> [EXERCISE BRIEF]: Reproduce the records word for word, from the line containing "Question. In the picture below, identify the shrub" through the line containing "[(47, 273)]", both lines included. Omit any pictures.

> [DATA PROVIDED]:
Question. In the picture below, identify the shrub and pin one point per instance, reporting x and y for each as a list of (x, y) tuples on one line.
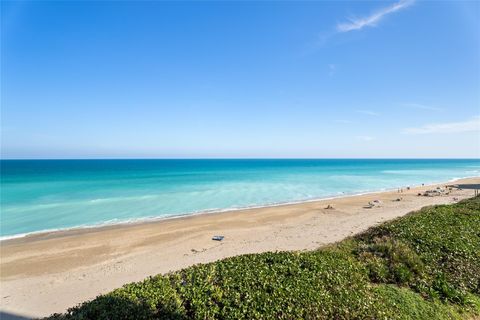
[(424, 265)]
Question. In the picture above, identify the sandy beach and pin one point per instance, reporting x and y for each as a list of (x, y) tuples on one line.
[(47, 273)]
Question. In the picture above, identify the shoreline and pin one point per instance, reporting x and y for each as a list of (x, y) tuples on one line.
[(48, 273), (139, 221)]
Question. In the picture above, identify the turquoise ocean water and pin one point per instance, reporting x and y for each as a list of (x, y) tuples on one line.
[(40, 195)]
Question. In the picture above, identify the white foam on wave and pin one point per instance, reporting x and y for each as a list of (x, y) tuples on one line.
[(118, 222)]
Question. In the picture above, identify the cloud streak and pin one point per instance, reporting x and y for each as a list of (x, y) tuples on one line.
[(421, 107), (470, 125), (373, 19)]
---
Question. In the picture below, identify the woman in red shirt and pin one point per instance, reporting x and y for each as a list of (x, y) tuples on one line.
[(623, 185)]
--
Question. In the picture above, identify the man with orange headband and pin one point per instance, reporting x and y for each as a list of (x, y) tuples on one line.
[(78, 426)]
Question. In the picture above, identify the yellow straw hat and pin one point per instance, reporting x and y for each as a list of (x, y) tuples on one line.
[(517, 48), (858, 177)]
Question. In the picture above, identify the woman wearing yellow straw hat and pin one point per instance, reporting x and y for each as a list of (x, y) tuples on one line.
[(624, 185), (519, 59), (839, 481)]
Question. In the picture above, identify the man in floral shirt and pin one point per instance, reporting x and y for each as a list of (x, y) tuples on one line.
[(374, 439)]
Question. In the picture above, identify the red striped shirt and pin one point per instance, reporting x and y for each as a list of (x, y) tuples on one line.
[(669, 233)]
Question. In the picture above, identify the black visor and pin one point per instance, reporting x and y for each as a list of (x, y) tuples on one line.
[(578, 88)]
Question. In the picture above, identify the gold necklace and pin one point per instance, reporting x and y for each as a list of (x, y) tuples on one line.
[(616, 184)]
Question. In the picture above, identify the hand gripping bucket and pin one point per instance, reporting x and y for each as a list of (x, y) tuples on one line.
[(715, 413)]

> [RESPONSE FOR THIS EXERCISE]:
Question. In the picture below, identify the shrub and pin one point per instance, reporting x and y for each as a list of (x, y) tuples on one line.
[(424, 265)]
Question. In the picture above, identify the sandy beach and pin one point per instance, reporting x and y for each as a list of (x, y) tuples on one line.
[(47, 273)]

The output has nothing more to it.